Given request
Reproduce the whole listing, character for character.

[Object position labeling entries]
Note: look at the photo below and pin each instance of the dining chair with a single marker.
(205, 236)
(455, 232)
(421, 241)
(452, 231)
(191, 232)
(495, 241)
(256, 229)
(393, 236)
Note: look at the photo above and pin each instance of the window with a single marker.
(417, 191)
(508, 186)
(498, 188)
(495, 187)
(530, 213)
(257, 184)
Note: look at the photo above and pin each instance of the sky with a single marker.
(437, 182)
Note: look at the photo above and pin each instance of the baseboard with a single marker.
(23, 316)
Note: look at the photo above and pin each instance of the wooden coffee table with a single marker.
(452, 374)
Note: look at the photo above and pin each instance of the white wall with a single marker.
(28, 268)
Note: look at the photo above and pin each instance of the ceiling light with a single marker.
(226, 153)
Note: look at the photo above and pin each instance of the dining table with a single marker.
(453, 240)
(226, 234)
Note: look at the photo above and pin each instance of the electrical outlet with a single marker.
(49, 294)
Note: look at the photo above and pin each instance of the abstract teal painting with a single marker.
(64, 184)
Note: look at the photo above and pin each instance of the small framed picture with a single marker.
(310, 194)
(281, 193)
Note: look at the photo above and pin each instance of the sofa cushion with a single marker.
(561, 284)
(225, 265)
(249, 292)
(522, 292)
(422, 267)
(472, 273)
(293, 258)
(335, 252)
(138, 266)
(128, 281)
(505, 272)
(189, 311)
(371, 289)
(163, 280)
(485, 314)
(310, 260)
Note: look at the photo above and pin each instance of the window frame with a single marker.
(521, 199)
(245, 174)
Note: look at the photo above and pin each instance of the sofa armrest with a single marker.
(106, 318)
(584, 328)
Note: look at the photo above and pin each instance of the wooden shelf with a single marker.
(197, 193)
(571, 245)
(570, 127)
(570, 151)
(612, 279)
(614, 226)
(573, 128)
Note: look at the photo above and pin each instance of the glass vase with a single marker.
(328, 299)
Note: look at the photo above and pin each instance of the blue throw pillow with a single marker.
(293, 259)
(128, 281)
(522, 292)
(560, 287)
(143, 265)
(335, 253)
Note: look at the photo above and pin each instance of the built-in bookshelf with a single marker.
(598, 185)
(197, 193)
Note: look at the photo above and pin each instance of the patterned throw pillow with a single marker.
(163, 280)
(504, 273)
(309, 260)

Written response
Note: look at the photo below and pin each instance of the dining chair with a single marker.
(205, 236)
(455, 232)
(421, 241)
(452, 231)
(191, 232)
(495, 241)
(256, 229)
(393, 236)
Note: look at the photo above and pin each instance of the window with a single marker.
(417, 191)
(508, 186)
(498, 188)
(495, 187)
(530, 213)
(257, 184)
Note: look at the photo above and pin each instance of the sky with a single marker.
(437, 182)
Note: look at the photo above and pin each instance of the baseboard with a single marker.
(23, 316)
Note: look at the photo above and pin each instance of the wooden coffee table with a single marker.
(452, 374)
Note: look at the photo above and pin each instance of the white wall with a single marker.
(28, 268)
Note: look at the photo above and pin each instance of the ceiling light with a single marker.
(226, 153)
Note: look at the photo above and pin each instance of the dining table with a single marker.
(453, 240)
(226, 234)
Note: look at the photo above and pin each instance of the electrical outlet with a single marker.
(49, 294)
Note: look at the photo above and pin each instance of the abstract teal painting with a single marker.
(64, 184)
Note: look at the photo above and pin each instance of the small framed picture with a single marker.
(310, 194)
(281, 193)
Note: look at the photo above and pin each instance of the sofa cushion with a single marker.
(561, 284)
(225, 265)
(249, 292)
(522, 292)
(422, 267)
(472, 273)
(293, 258)
(335, 252)
(138, 266)
(128, 281)
(505, 272)
(189, 311)
(371, 289)
(163, 280)
(485, 314)
(310, 260)
Note: look at the photo above and pin each instance of the window frame with a single marker.
(521, 199)
(245, 174)
Note: look at the photo above and pin each instance of the sofa armrest with a single marker.
(106, 318)
(584, 328)
Note: look at the photo above and pin each instance of the wooden shelf with a single marker.
(197, 193)
(571, 245)
(570, 127)
(570, 151)
(612, 279)
(614, 226)
(573, 128)
Note: look at the photo above and pin each instance of the glass vase with a single marker.
(328, 299)
Note: look at the photo above and pin each instance of the blue throw pillow with a single marker.
(293, 259)
(128, 281)
(522, 292)
(560, 287)
(143, 265)
(335, 253)
Note: look at the photo above and pin each instance of the built-in bookshelf with a single marker.
(598, 185)
(197, 193)
Note: look at the photo above and pin each instance of the patterned throw pillow with a single marker.
(163, 280)
(504, 273)
(309, 260)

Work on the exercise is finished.